[Entries from a pointing dataset]
(begin)

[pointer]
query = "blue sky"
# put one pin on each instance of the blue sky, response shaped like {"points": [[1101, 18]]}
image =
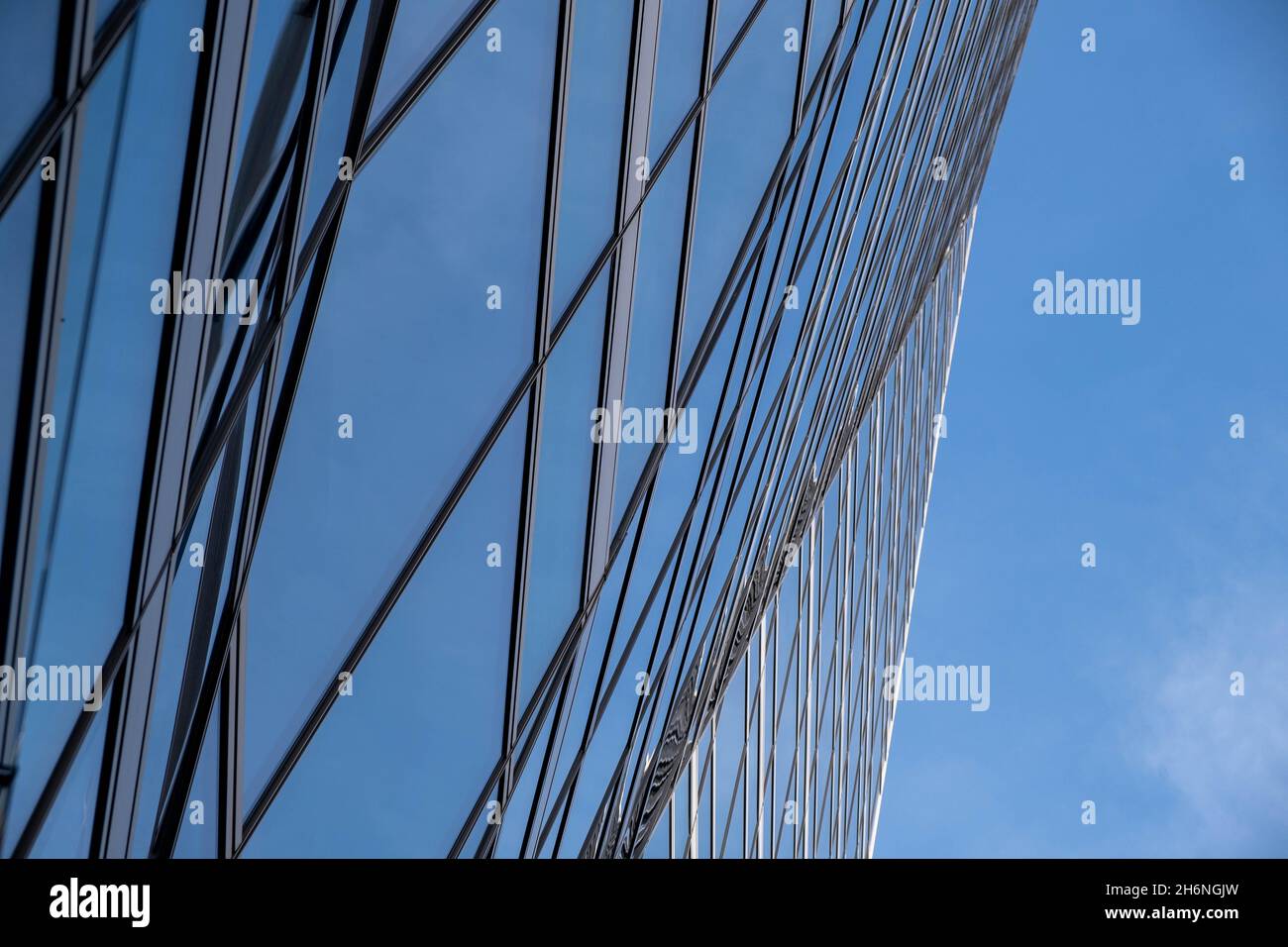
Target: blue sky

(end)

Task to carry out:
Transcribe the rows above line for line, omitting the pictures.

Full answer:
[pointer]
query = "blue sky"
# put one pin on each instance of the blue sky, response shaped like {"points": [[1101, 18]]}
image =
Target: blue sky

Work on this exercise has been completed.